** Work to be completed **
Each entry below has to be written out again without any change.

** Provided information **
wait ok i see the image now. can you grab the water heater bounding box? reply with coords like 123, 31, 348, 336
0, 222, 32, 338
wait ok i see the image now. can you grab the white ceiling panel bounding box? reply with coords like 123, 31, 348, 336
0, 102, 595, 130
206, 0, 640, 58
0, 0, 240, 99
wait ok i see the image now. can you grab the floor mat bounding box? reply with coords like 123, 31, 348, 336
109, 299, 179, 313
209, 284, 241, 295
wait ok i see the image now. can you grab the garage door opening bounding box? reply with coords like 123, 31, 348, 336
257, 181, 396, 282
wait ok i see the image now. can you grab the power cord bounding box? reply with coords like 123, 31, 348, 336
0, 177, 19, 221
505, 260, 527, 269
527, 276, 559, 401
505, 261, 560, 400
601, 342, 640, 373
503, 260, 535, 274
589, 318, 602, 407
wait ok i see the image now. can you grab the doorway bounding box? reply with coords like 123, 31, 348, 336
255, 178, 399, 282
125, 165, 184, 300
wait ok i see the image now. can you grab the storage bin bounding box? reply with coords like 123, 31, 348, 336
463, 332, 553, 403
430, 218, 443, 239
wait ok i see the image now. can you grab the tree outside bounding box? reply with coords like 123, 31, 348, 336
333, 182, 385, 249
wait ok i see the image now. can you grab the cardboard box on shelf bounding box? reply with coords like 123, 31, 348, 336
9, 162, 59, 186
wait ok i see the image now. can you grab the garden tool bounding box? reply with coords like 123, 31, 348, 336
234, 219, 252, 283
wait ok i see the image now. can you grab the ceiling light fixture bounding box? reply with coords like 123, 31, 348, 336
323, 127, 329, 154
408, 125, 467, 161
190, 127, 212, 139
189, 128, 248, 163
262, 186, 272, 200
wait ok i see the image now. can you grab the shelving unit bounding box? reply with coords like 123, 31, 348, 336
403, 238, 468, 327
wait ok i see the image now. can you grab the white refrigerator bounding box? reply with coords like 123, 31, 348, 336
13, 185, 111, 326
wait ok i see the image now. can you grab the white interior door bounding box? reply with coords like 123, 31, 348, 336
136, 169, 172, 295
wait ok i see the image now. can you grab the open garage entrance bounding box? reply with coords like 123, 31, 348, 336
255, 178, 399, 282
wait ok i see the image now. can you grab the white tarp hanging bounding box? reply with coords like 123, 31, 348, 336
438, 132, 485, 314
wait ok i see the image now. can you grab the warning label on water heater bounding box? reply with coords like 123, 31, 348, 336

** Result of this exercise **
wait ok i see the image now. can you grab the water heater bounding box? reply with coords like 123, 31, 348, 336
0, 222, 32, 338
wait ok i see the image now. can you grab the white ceiling panel bounding box? reply with coords like 123, 31, 348, 336
0, 102, 595, 130
206, 0, 640, 58
0, 0, 240, 99
wait ok i see the image now. can you grab the floor mat bounding box? reply with coords like 123, 31, 348, 336
109, 299, 179, 313
209, 284, 241, 295
wait ok i see the image now. can you grab the garage door opening bounding box? reply with coords like 123, 31, 348, 336
257, 181, 396, 282
wait ok i see the image now. can you grab the power cord bounding box? reply with coords like 123, 31, 348, 336
0, 177, 19, 221
505, 260, 527, 269
527, 276, 559, 401
505, 261, 560, 400
601, 342, 640, 373
503, 260, 535, 274
589, 318, 602, 407
wait ok i see the image now. can you grab the doorway bounding box? reply with coords like 123, 31, 348, 336
255, 178, 399, 282
125, 165, 184, 300
wait ok i see the image now. can you grab the storage bin bounding box? reply with coords like 123, 31, 348, 336
463, 332, 553, 403
430, 218, 443, 239
wait ok i see the image now. can you grab the tree outside bounding box? reply with coords like 123, 31, 348, 336
333, 182, 385, 249
wait ok i see the image now. can you grab the cardboard box on shelf bounding box? reply with coords like 123, 31, 348, 336
9, 162, 59, 186
wait ok i see the image now. can you grab the garden tool bounding box? reply with coords like 123, 31, 348, 336
234, 219, 252, 283
wait ok i see the image now. can you grab the ceiling light fixture bounding box? reply with coords like 123, 31, 348, 336
323, 127, 329, 154
408, 125, 467, 161
190, 127, 212, 139
189, 128, 248, 163
262, 186, 272, 200
wait ok i see the image now. can you grab the shelving unit bounding box? reply with coords like 123, 31, 348, 336
403, 238, 468, 327
wait ok i see the image now. can you grab the white refrigerator bounding box? reply with coords like 123, 31, 348, 336
13, 185, 111, 326
wait ok i see the image now. can you grab the white interior door bounding box? reply with coords like 123, 31, 348, 336
136, 169, 172, 295
wait ok i see the image now. can you grab the open garage entrance bounding box? reply with coords like 123, 31, 348, 336
255, 178, 399, 282
wait ok i see the image now. can you grab the white tarp hanging bounding box? reply with coords like 123, 31, 348, 336
438, 132, 485, 314
wait ok i see the image now. can you grab the warning label on water heater bounding box? reply with coords like 123, 31, 348, 336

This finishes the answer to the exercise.